== ACTIVITY ==
Look through the material below and copy exactly the lines from the line with "box: [879, 308, 998, 422]" to the line with "333L934 325L886 330L868", those two lines included.
==========
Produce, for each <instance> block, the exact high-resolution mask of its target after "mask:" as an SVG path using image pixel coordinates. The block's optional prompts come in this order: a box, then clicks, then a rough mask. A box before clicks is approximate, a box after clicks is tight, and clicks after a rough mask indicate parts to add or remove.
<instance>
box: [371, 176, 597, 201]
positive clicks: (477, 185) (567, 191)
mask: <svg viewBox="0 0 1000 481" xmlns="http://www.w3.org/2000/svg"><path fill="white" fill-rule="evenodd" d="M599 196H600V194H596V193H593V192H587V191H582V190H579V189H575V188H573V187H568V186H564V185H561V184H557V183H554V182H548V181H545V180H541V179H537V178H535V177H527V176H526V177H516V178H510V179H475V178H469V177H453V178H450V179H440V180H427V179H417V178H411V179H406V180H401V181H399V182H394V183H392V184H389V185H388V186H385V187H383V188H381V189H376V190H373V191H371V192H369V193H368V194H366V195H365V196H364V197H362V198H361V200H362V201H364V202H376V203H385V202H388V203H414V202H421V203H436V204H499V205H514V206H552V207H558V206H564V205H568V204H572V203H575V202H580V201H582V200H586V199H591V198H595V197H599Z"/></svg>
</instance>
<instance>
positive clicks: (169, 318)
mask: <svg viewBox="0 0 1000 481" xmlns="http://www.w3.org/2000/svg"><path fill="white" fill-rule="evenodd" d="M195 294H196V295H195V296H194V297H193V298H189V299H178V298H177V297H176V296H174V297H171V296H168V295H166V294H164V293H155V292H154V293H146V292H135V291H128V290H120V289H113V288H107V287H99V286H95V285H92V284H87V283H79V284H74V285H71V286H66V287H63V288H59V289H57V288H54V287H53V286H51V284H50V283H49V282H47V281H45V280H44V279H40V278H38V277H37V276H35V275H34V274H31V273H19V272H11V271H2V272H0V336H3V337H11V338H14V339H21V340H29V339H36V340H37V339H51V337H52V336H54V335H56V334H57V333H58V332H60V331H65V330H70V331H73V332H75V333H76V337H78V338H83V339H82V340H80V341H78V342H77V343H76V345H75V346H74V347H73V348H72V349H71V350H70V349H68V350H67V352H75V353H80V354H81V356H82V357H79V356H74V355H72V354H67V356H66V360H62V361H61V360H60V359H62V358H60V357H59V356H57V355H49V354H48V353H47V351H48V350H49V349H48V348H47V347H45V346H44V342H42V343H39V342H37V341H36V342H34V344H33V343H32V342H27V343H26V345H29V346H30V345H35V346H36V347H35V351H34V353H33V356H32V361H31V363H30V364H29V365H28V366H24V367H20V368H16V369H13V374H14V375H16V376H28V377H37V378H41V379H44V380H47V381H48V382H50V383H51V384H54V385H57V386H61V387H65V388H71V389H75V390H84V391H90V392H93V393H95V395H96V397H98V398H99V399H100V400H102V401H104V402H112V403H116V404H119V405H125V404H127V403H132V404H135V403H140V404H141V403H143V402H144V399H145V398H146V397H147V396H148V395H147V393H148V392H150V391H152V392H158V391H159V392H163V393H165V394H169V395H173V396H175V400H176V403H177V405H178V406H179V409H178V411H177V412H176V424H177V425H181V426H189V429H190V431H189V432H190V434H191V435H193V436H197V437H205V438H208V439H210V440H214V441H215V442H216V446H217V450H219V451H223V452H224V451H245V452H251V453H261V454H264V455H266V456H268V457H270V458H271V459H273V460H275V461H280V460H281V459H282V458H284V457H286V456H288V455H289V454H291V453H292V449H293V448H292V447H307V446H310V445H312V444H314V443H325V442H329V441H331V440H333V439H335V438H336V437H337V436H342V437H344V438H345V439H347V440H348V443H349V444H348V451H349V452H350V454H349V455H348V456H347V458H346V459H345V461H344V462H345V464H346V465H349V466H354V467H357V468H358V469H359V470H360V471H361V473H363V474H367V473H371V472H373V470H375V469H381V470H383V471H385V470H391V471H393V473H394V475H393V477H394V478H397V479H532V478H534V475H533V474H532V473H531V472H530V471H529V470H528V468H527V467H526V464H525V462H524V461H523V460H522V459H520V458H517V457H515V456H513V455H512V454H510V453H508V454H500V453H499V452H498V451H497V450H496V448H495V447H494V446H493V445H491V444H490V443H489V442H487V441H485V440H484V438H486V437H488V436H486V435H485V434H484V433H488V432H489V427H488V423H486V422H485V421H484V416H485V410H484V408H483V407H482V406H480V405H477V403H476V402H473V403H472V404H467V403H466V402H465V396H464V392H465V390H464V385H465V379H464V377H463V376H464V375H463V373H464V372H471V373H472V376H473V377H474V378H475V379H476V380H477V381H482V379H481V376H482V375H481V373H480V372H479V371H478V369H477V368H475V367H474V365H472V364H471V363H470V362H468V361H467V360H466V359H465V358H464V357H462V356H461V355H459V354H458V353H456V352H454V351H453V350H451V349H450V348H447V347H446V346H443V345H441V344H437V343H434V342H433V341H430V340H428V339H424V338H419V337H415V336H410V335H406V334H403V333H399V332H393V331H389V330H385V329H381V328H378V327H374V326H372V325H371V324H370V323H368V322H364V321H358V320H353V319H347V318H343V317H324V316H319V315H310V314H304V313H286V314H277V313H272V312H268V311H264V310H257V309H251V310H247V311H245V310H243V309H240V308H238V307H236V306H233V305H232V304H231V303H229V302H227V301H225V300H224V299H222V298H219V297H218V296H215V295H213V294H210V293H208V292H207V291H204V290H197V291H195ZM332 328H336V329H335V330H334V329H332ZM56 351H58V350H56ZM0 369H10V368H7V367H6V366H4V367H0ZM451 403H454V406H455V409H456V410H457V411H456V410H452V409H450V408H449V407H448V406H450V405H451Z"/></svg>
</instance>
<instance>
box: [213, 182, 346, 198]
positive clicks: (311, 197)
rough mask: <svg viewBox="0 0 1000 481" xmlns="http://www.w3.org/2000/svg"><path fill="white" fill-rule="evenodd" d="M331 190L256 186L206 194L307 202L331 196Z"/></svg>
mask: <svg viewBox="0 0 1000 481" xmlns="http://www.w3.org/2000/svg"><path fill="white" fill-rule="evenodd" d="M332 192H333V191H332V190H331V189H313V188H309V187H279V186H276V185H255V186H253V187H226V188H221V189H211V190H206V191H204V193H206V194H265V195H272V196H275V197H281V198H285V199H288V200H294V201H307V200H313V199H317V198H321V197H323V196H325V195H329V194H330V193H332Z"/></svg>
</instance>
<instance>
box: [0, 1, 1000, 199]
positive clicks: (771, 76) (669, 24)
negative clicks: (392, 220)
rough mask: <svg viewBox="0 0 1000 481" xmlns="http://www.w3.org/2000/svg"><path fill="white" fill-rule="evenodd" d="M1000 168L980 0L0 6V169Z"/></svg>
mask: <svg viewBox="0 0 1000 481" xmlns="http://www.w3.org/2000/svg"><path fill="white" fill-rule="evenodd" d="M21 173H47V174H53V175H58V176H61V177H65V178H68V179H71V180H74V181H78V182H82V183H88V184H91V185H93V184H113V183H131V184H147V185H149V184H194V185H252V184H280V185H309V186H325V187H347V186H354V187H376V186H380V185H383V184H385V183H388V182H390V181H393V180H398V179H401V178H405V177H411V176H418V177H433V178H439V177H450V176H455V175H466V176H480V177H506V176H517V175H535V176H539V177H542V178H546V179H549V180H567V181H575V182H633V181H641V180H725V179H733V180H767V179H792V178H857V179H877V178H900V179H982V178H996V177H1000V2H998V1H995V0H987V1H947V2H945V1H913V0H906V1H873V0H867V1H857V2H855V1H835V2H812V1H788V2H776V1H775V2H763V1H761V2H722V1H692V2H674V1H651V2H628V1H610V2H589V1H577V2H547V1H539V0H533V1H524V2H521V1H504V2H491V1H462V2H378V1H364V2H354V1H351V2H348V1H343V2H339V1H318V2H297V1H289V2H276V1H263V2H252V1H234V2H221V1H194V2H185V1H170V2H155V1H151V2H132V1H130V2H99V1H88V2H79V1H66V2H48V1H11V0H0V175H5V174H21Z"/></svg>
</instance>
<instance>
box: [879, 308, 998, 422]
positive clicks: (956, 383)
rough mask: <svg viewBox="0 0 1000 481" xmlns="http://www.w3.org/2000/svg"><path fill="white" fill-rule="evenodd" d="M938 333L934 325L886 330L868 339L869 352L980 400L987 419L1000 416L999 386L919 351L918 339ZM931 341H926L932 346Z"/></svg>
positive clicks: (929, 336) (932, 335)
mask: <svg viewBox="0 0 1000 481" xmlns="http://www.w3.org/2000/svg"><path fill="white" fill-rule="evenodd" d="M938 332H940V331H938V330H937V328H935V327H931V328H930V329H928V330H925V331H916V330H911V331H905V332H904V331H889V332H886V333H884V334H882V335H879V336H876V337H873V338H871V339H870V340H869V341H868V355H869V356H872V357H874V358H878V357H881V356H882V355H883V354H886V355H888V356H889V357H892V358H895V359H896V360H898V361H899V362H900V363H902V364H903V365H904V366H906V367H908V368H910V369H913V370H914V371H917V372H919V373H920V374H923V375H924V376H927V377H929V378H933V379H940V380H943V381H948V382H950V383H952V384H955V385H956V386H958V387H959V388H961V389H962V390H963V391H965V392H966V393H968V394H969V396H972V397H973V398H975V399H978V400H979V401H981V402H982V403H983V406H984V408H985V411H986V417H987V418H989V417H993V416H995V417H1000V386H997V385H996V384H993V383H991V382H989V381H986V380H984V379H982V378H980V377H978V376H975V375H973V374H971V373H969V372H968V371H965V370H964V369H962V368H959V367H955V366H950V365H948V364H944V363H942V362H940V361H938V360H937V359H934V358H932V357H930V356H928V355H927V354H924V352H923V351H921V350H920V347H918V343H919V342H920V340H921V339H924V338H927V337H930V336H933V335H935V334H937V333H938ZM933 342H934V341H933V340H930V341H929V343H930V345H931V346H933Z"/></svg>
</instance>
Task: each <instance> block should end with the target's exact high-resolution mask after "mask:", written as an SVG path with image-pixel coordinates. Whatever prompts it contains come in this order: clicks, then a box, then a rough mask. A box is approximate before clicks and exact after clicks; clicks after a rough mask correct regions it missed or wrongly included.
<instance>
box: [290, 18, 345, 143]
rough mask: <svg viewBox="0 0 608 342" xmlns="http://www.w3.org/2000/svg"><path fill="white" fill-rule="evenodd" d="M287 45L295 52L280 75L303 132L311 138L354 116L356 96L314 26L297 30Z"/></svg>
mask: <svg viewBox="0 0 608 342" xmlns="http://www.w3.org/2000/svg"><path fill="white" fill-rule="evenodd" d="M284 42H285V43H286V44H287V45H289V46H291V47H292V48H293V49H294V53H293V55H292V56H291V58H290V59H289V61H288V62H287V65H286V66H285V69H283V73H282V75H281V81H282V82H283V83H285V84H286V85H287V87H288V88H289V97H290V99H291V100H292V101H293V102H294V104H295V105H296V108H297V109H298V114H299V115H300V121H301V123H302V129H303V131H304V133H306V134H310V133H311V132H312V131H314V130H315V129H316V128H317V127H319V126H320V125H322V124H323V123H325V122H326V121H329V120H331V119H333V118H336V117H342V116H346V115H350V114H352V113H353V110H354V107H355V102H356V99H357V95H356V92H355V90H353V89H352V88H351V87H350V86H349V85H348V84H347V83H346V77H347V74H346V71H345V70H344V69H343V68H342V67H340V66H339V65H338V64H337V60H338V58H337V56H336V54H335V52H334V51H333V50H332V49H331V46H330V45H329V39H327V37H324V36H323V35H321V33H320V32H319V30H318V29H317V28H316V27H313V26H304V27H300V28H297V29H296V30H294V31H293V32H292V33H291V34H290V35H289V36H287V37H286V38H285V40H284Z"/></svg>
==========
== EXPECTED ANSWER ==
box: [879, 308, 998, 422]
positive clicks: (956, 383)
rough mask: <svg viewBox="0 0 1000 481" xmlns="http://www.w3.org/2000/svg"><path fill="white" fill-rule="evenodd" d="M938 333L934 325L886 330L868 339L869 352L980 400L987 419L1000 416L999 386L919 351L918 339ZM931 341H926L932 346Z"/></svg>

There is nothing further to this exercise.